Start Document passage

In The
Court of Appeals
Sixth Appellate District of Texas at Texarkana
______________________________
No. 06-02-00060-CV
ARTHUR X. CARSON, Appellant
V.
A. SERRANO AND THE TEXAS DEPARTMENT OF
CRIMINAL JUSTICE, INSTITUTIONAL DIVISION, Appellees
On Appeal from the 202nd Judicial District Court
Bowie County, Texas
Trial Court No. 99C1351-202
Before Ross, Cornelius* and Grant,** JJ.
Opinion by Justice Cornelius
Concurring Opinion by Justice Grant
______________
*William J. Cornelius, Chief Justice, Retired, Sitting by Assignment
**Ben Z. Grant, Justice, Retired, Sitting by Assignment
O P I N I O N
Arthur X. Carson, an inmate, appeals the dismissal of his lawsuit against A. Serrano and the
Texas Department of Criminal Justice, Institutional Division, alleging "extrinsic fraud under the
auspice of a judgment." The trial court dismissed Carson's suit, alleging want of prosecution. On
appeal, Carson raises three issues: (1) whether the trial court was without jurisdiction to dismiss the
case, (2) whether the trial court abused its discretion in failing to conduct a hearing on the motion
for reinstatement, and (3) whether Chapter 14 filing fees apply to Carson's suit, which he styled
"PETITION FOR BILL OF REVIEW."
In his first issue, Carson contends that the trial court lacked jurisdiction to dismiss his action
because he filed a motion for the trial judge to recuse himself. To recuse a judge, a party must
follow the procedure prescribed by Texas Rule of Civil Procedure 18a. Wirtz v. Mass. Mut. Life Ins.
Co., 898 S.W.2d 414, 422 (Tex. App.-Amarillo 1995, no writ). According to Rule 18a, on the day
the motion for recusal is filed, copies must be served on all other parties or their counsel of record,
together with a notice that the movant expects the motion to be presented to the judge three days
after the filing of such motion unless otherwise ordered by the judge. Tex. R. Civ. P. 18a(b). If a
party fails to follow this procedure, he waives the right to complain of a judge's failure to recuse
himself. Wirtz v. Mass. Mut. Life Ins. Co., 898 S.W.2d at 423. Although Carson did file a motion
for recusal, there is no evidence Carson gave notice of expectancy of presentment to the judge three
days after filing, and there is no evidence the judge was presented with the motion three days after
filing. Therefore, Carson may not complain about the judge's failure to recuse himself because
Carson did not follow the procedure prescribed by Rule 18a.

End Document passage
Start Material supplied

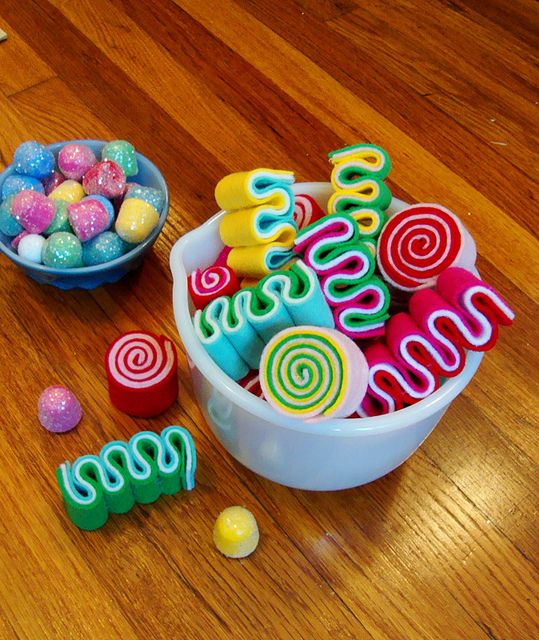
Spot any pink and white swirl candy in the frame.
[376,204,477,291]
[105,331,178,418]
[187,265,240,309]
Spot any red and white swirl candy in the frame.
[376,204,477,291]
[293,193,326,229]
[105,331,178,418]
[187,265,240,309]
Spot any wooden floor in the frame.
[0,0,539,640]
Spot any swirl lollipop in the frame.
[187,265,240,309]
[260,326,369,418]
[105,331,178,418]
[376,204,477,291]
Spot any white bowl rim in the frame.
[170,182,484,437]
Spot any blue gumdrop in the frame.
[125,183,165,213]
[0,196,24,238]
[13,140,54,179]
[2,175,45,200]
[83,195,114,229]
[82,231,127,267]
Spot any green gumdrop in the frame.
[101,140,138,177]
[43,200,72,236]
[42,231,82,269]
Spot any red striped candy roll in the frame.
[293,193,326,229]
[376,204,477,291]
[105,331,178,418]
[187,265,240,309]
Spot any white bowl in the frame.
[170,182,483,491]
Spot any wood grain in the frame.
[0,0,539,640]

End Material supplied

### Given instruction A
In the Carson appeal opinion, which rule must a party follow to recuse a judge?
### Given instruction B
Decide whether each statement agrees with the Carson appeal opinion, and quote the words that settle it: (i) The trial court dismissed Carson's suit for want of prosecution. (ii) Carson never filed a motion for recusal. (iii) Under Rule 18a, the movant expects the motion to be presented to the judge five days after filing.
### Given instruction C
Extend the Carson appeal opinion from its final sentence.

### Output A
Texas Rule of Civil Procedure 18a.

### Output B
(i) Yes: "The trial court dismissed Carson's suit, alleging want of prosecution."
(ii) No: "Although Carson did file a motion for recusal"
(iii) No: "the movant expects the motion to be presented to the judge three days after the filing of such motion"

### Output C
Secondly, Carson contends the trial court failed to conduct a hearing on his motion for
reinstatement. On February 26, 2002, the court set a hearing on the dismissal of Carson's case for
March 11, 2002, and did issue a notice to that effect. On March 8, 2002, Carson filed a motion for
reinstatement. Carson alleges his due process rights were denied because there was no hearing on
his motion for reinstatement. However, at the time of Carson's request for reinstatement, his case
had not been dismissed. Moreover, the trial court did hold a hearing on March 11, 2002. Carson
could have shown good cause not to dismiss the case at that time.
Carson's real complaint on this point seems to be that his request for a writ of habeas corpus
ad testificandum for the March 11 hearing was not granted, rather than that a hearing was not held.
Review of trial court decisions on this issue is by an abuse of discretion standard. Armstrong v.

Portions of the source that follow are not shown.